### Given data

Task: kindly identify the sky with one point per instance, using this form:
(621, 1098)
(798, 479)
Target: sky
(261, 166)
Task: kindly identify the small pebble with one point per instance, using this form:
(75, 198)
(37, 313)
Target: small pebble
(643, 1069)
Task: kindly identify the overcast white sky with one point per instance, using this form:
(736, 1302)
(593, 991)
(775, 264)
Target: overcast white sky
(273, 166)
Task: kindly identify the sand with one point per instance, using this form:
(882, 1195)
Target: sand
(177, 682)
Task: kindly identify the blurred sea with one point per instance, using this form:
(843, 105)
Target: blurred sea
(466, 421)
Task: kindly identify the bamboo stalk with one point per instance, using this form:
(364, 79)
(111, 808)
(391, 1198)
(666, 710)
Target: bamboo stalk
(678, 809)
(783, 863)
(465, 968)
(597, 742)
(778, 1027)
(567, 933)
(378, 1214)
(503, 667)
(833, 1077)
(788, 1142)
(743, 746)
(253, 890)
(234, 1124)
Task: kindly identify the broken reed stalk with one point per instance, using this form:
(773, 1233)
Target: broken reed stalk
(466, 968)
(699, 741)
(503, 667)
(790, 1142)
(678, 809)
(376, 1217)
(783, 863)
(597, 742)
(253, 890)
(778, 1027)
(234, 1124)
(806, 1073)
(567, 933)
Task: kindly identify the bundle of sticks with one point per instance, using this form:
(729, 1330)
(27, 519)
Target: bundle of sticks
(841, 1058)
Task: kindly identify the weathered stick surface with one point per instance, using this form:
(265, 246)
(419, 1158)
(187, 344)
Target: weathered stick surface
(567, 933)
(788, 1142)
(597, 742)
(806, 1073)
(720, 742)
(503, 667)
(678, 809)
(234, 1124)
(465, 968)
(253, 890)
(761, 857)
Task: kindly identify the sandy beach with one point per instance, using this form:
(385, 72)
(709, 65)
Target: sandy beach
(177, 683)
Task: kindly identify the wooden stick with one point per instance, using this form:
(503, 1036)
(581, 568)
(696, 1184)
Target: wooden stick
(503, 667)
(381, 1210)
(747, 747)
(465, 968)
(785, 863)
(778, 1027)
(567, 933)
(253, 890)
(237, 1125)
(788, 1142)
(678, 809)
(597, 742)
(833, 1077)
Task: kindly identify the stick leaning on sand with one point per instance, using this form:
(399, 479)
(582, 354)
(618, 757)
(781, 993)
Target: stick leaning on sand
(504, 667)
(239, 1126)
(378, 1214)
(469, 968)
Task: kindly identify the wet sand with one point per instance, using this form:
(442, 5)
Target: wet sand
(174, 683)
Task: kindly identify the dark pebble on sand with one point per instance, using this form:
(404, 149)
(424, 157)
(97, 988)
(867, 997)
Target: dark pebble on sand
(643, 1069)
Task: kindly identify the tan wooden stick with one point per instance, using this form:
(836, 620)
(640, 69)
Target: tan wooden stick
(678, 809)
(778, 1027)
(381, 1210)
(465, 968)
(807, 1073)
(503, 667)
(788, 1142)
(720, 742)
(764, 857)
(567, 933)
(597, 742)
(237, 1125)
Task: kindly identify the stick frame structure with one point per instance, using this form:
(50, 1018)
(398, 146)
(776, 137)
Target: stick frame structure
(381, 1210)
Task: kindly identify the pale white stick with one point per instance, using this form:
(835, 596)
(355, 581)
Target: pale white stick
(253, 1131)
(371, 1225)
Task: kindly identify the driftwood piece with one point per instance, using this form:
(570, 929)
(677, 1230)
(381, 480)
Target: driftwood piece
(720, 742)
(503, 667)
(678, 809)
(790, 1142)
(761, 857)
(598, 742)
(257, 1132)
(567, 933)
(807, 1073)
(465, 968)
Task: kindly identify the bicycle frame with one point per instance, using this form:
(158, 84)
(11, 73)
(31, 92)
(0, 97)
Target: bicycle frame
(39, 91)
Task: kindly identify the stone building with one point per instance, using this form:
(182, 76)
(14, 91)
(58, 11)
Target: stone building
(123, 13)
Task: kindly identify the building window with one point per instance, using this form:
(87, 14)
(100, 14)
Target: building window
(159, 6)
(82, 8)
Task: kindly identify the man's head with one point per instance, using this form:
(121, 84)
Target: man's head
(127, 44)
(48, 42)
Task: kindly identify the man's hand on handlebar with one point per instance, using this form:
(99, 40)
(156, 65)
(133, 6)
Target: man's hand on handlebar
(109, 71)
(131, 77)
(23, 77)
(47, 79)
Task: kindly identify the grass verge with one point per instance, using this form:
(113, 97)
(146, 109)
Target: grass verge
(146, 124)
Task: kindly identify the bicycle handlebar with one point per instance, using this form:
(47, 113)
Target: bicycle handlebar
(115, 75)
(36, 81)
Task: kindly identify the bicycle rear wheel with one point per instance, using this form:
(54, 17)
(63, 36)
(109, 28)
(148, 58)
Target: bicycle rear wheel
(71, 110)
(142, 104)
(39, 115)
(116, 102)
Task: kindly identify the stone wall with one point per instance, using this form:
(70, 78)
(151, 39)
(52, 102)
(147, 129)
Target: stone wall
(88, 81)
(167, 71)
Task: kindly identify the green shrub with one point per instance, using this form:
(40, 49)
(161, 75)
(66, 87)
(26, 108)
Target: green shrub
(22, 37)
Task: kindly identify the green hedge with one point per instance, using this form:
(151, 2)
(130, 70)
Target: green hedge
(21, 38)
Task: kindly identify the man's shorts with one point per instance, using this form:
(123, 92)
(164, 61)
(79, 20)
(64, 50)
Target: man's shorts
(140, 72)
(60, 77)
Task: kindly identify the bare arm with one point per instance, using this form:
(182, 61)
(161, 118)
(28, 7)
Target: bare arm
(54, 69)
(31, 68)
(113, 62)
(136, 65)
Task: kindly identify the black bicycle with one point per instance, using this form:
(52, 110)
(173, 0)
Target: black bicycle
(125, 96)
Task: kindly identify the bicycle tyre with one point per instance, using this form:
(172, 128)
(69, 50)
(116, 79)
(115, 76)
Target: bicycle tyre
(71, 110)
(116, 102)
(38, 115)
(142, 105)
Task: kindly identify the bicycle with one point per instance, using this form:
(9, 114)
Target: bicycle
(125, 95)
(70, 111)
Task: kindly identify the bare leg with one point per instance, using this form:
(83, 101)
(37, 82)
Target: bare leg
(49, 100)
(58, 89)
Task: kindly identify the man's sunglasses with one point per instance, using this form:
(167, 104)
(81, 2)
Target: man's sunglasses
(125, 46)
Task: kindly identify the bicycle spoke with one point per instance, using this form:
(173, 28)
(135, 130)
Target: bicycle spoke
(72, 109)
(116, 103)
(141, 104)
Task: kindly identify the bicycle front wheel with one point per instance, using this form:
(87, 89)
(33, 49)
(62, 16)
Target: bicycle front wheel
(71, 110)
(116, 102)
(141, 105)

######

> _Problem statement_: Lines from the one holding "Target: man's sunglasses" to the end of the listing above are the only ones to transcribe. Keep each exactly as written.

> _Solution to the exercise_:
Target: man's sunglasses
(125, 46)
Task: kindly identify the bicycle spoke with one point per instance, using this form:
(173, 28)
(135, 130)
Target: bicycle spoke
(72, 109)
(116, 103)
(141, 104)
Task: kindly identify the bicycle front wheel with one point per instance, using this form:
(87, 89)
(33, 49)
(62, 16)
Target: bicycle front wheel
(71, 110)
(116, 102)
(141, 105)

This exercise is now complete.